** start Given records **

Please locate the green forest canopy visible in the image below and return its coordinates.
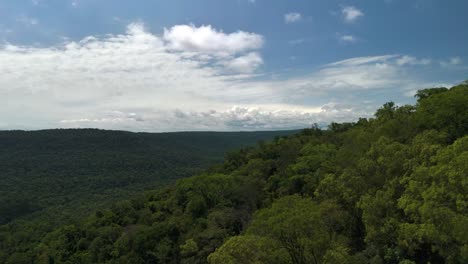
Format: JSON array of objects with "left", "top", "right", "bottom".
[{"left": 0, "top": 83, "right": 468, "bottom": 264}]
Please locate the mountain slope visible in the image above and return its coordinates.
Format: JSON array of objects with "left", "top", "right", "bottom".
[
  {"left": 0, "top": 129, "right": 293, "bottom": 224},
  {"left": 0, "top": 84, "right": 468, "bottom": 264}
]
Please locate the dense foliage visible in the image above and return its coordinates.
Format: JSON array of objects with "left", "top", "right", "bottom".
[
  {"left": 0, "top": 129, "right": 294, "bottom": 263},
  {"left": 0, "top": 83, "right": 468, "bottom": 264}
]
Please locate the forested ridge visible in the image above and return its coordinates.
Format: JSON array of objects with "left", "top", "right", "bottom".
[{"left": 0, "top": 82, "right": 468, "bottom": 264}]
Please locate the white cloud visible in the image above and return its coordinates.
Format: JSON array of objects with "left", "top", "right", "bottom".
[
  {"left": 288, "top": 39, "right": 306, "bottom": 45},
  {"left": 440, "top": 57, "right": 463, "bottom": 67},
  {"left": 284, "top": 12, "right": 302, "bottom": 24},
  {"left": 164, "top": 25, "right": 264, "bottom": 56},
  {"left": 397, "top": 55, "right": 431, "bottom": 65},
  {"left": 16, "top": 14, "right": 39, "bottom": 27},
  {"left": 222, "top": 52, "right": 263, "bottom": 73},
  {"left": 341, "top": 6, "right": 364, "bottom": 23},
  {"left": 0, "top": 24, "right": 438, "bottom": 131},
  {"left": 340, "top": 35, "right": 357, "bottom": 43}
]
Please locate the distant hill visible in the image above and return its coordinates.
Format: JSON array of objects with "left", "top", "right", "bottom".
[{"left": 0, "top": 129, "right": 294, "bottom": 224}]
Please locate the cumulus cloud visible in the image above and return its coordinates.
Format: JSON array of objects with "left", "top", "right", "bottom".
[
  {"left": 397, "top": 55, "right": 431, "bottom": 65},
  {"left": 222, "top": 52, "right": 263, "bottom": 73},
  {"left": 440, "top": 57, "right": 463, "bottom": 67},
  {"left": 284, "top": 12, "right": 302, "bottom": 24},
  {"left": 0, "top": 23, "right": 438, "bottom": 131},
  {"left": 16, "top": 14, "right": 39, "bottom": 27},
  {"left": 341, "top": 6, "right": 364, "bottom": 23},
  {"left": 163, "top": 25, "right": 264, "bottom": 56},
  {"left": 340, "top": 35, "right": 357, "bottom": 43}
]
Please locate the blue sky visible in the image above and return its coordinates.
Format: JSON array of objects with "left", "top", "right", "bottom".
[{"left": 0, "top": 0, "right": 468, "bottom": 131}]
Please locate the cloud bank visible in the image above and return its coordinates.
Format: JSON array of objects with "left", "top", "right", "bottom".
[{"left": 0, "top": 23, "right": 442, "bottom": 131}]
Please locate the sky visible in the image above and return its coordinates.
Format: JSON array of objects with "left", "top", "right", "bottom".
[{"left": 0, "top": 0, "right": 468, "bottom": 132}]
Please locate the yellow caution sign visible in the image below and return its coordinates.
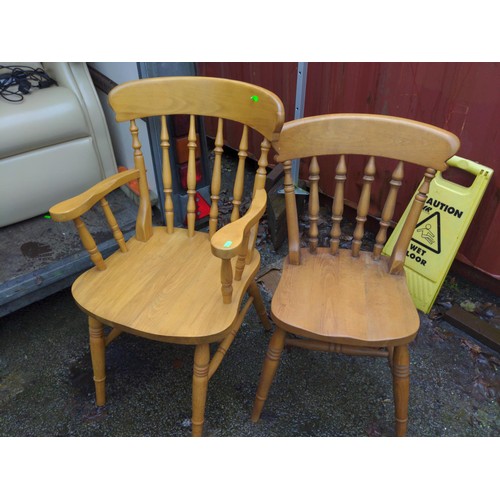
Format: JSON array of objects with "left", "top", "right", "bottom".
[{"left": 382, "top": 156, "right": 493, "bottom": 313}]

** end Given records **

#### Work to do
Please rewrite all of the lines above as a Markdown table with the columns No. and Entry, giving each line a row number and skipping blank ones. Leave the pictures out of the table.

#### Full answer
| No. | Entry |
|---|---|
| 1 | Please locate the green forest canopy visible in the image below and return its coordinates. |
| 2 | Format: JSON array of objects with "left", "top", "right", "bottom". |
| 3 | [{"left": 0, "top": 83, "right": 468, "bottom": 264}] |
| 4 | Please locate the mountain slope visible in the image above and return its coordinates. |
| 5 | Format: JSON array of objects with "left", "top", "right", "bottom". |
| 6 | [ |
| 7 |   {"left": 0, "top": 129, "right": 293, "bottom": 224}, |
| 8 |   {"left": 0, "top": 84, "right": 468, "bottom": 264} |
| 9 | ] |
| 10 | Please locate the dense foliage visible in the image above and return its coordinates. |
| 11 | Format: JSON array of objects with "left", "top", "right", "bottom". |
| 12 | [ |
| 13 |   {"left": 0, "top": 129, "right": 294, "bottom": 263}, |
| 14 |   {"left": 0, "top": 83, "right": 468, "bottom": 264} |
| 15 | ] |
| 16 | Please locate the forested ridge visible in the image above and return its coordinates. |
| 17 | Format: JSON array of objects with "left", "top", "right", "bottom". |
| 18 | [{"left": 0, "top": 82, "right": 468, "bottom": 264}] |
| 19 | Please locate the white cloud visible in the image above and return its coordinates. |
| 20 | Format: JSON array of objects with "left", "top", "right", "bottom". |
| 21 | [ |
| 22 |   {"left": 288, "top": 39, "right": 306, "bottom": 45}, |
| 23 |   {"left": 440, "top": 57, "right": 463, "bottom": 67}, |
| 24 |   {"left": 284, "top": 12, "right": 302, "bottom": 24}, |
| 25 |   {"left": 164, "top": 25, "right": 264, "bottom": 56}, |
| 26 |   {"left": 397, "top": 55, "right": 431, "bottom": 65}, |
| 27 |   {"left": 16, "top": 14, "right": 39, "bottom": 27}, |
| 28 |   {"left": 222, "top": 52, "right": 263, "bottom": 73}, |
| 29 |   {"left": 341, "top": 6, "right": 364, "bottom": 23}, |
| 30 |   {"left": 0, "top": 24, "right": 438, "bottom": 131}, |
| 31 |   {"left": 340, "top": 35, "right": 357, "bottom": 43} |
| 32 | ] |
| 33 | Please locate the distant hill visible in the image above and return its coordinates. |
| 34 | Format: JSON array of objects with "left", "top", "right", "bottom". |
| 35 | [{"left": 0, "top": 129, "right": 294, "bottom": 224}] |
| 36 | Please locate the cumulus cloud visible in the image above and return its coordinates. |
| 37 | Format: JSON array of objects with "left", "top", "right", "bottom". |
| 38 | [ |
| 39 |   {"left": 397, "top": 55, "right": 431, "bottom": 65}, |
| 40 |   {"left": 222, "top": 52, "right": 263, "bottom": 73}, |
| 41 |   {"left": 440, "top": 57, "right": 463, "bottom": 67}, |
| 42 |   {"left": 284, "top": 12, "right": 302, "bottom": 24}, |
| 43 |   {"left": 0, "top": 23, "right": 438, "bottom": 131}, |
| 44 |   {"left": 16, "top": 14, "right": 39, "bottom": 27}, |
| 45 |   {"left": 341, "top": 6, "right": 364, "bottom": 23}, |
| 46 |   {"left": 163, "top": 25, "right": 264, "bottom": 56}, |
| 47 |   {"left": 340, "top": 35, "right": 357, "bottom": 43} |
| 48 | ] |
| 49 | Please locate the blue sky visible in the image above and return its coordinates. |
| 50 | Format: JSON array of objects with "left", "top", "right", "bottom". |
| 51 | [{"left": 0, "top": 0, "right": 468, "bottom": 131}] |
| 52 | Please locate the cloud bank visible in the image above and return its coordinates. |
| 53 | Format: JSON array of objects with "left", "top", "right", "bottom". |
| 54 | [{"left": 0, "top": 23, "right": 442, "bottom": 131}] |
| 55 | Please locate the sky visible in the image above and return its coordinates. |
| 56 | Format: JSON array of objects with "left", "top", "right", "bottom". |
| 57 | [{"left": 0, "top": 0, "right": 468, "bottom": 132}] |
| 58 | Please locate the yellow caution sign visible in the image below and return its coordinates. |
| 59 | Format: JSON array of objects with "left", "top", "right", "bottom". |
| 60 | [{"left": 382, "top": 156, "right": 493, "bottom": 313}] |